::: DATA SHOWN :::

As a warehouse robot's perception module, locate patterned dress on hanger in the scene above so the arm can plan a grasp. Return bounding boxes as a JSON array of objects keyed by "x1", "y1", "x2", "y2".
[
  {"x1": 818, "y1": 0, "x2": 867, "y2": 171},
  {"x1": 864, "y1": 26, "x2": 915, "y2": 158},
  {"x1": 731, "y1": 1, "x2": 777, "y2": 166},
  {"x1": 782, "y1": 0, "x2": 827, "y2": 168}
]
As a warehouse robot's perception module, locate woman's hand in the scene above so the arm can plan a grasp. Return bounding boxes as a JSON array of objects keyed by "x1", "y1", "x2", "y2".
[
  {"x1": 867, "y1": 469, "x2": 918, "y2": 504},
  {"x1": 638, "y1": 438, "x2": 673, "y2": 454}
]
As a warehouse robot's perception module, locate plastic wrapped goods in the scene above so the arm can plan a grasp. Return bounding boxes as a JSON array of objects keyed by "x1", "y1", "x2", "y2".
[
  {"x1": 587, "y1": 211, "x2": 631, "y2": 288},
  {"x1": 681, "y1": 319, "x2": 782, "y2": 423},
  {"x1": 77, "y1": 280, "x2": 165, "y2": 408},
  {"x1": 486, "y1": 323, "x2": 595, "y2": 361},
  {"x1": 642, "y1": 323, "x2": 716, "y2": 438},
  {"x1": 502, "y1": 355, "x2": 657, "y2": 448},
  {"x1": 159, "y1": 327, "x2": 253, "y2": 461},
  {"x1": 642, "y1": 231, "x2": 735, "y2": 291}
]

:::

Recast every line of the listing above as a JSON list of strings, with one string per line and blank lines omitted.

[
  "As a warehouse robot's perception module, locate patterned dress on hanger in the scene above so the arm can plan a grasp. Return bounding boxes as a JSON array of objects keyed by \"x1\", \"y1\", \"x2\", \"y2\".",
  "[",
  "  {\"x1\": 818, \"y1\": 0, \"x2\": 867, \"y2\": 171},",
  "  {\"x1\": 864, \"y1\": 26, \"x2\": 915, \"y2\": 158},",
  "  {\"x1\": 731, \"y1\": 1, \"x2\": 777, \"y2\": 166},",
  "  {\"x1\": 782, \"y1\": 0, \"x2\": 827, \"y2\": 168}",
  "]",
  "As a warehouse robot's perception module, locate woman's hand in the scene above so the arm can plan a grasp. Return bounding boxes as a JSON array of objects keyed by \"x1\", \"y1\", \"x2\", \"y2\".",
  "[",
  "  {\"x1\": 867, \"y1\": 469, \"x2\": 918, \"y2\": 504},",
  "  {\"x1\": 638, \"y1\": 438, \"x2\": 673, \"y2\": 454}",
  "]",
  "As a warehouse robot's perception module, locate plastic wrapped goods in the scene above so the arm can plan a grasp. Return bounding boxes as a JSON array of objects keyed by \"x1\", \"y1\", \"x2\", \"y2\".",
  "[",
  "  {\"x1\": 587, \"y1\": 211, \"x2\": 631, \"y2\": 288},",
  "  {\"x1\": 681, \"y1\": 319, \"x2\": 782, \"y2\": 423},",
  "  {\"x1\": 77, \"y1\": 280, \"x2\": 165, \"y2\": 408},",
  "  {\"x1\": 486, \"y1\": 323, \"x2\": 595, \"y2\": 361},",
  "  {\"x1\": 642, \"y1\": 323, \"x2\": 716, \"y2\": 438},",
  "  {\"x1\": 502, \"y1\": 355, \"x2\": 657, \"y2\": 448},",
  "  {\"x1\": 159, \"y1\": 327, \"x2\": 253, \"y2\": 461},",
  "  {\"x1\": 642, \"y1\": 231, \"x2\": 735, \"y2\": 291}",
  "]"
]